[Data listing]
--- BEGIN ---
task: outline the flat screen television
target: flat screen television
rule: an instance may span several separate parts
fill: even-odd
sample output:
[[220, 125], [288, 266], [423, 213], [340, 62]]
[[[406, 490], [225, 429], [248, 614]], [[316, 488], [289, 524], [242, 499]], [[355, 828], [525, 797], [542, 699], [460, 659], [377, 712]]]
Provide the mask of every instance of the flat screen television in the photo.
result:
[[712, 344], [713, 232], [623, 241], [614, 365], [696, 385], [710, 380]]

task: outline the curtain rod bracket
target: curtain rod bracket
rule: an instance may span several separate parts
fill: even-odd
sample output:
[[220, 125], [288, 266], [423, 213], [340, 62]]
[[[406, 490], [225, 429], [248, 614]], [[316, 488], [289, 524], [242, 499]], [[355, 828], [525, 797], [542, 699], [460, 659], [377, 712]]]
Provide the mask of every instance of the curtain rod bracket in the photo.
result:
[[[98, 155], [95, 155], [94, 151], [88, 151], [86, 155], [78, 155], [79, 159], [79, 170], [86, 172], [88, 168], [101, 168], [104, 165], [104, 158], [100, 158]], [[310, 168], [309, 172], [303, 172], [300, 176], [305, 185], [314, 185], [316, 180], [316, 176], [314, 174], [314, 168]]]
--- END ---
--- BEGIN ---
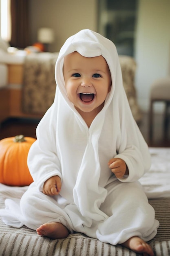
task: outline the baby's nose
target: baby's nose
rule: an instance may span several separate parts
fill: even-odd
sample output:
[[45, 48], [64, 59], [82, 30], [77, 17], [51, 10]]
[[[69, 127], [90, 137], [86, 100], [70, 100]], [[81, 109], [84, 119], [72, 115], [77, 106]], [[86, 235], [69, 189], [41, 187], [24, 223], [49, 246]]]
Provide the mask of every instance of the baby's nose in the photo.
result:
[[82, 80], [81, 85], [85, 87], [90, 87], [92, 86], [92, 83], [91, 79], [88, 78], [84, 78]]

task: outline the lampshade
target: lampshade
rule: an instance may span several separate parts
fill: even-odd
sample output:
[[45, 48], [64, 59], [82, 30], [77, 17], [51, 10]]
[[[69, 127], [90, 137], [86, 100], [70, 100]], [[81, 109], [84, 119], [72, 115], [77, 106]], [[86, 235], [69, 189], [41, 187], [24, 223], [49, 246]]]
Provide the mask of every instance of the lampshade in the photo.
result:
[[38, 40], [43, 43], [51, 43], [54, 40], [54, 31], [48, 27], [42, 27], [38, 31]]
--- END ---
▶ **Problem description**
Write out again every line between the line holding "task: outline the lampshade" and the line holding "27], [38, 31]]", inclusive, with the requests kept as they are. Multiply each polygon coordinate in the result by 1.15 and round to the nearest whole number, rounding halves up, but leave the numbers in the requests and sample output unchanged.

▶ **Output of the exercise**
task: outline the lampshade
target: lampshade
rule: an instance may span several separate parts
fill: even-odd
sample output:
[[45, 48], [64, 59], [82, 30], [77, 17], [51, 10]]
[[[69, 127], [90, 137], [86, 100], [70, 100]], [[81, 109], [84, 119], [72, 115], [77, 106]], [[86, 235], [69, 189], [41, 187], [24, 223], [49, 246]]]
Provide the mask of every instance of the lampshade in the photo.
result:
[[44, 46], [49, 49], [59, 49], [62, 46], [62, 36], [55, 31], [48, 31], [44, 36]]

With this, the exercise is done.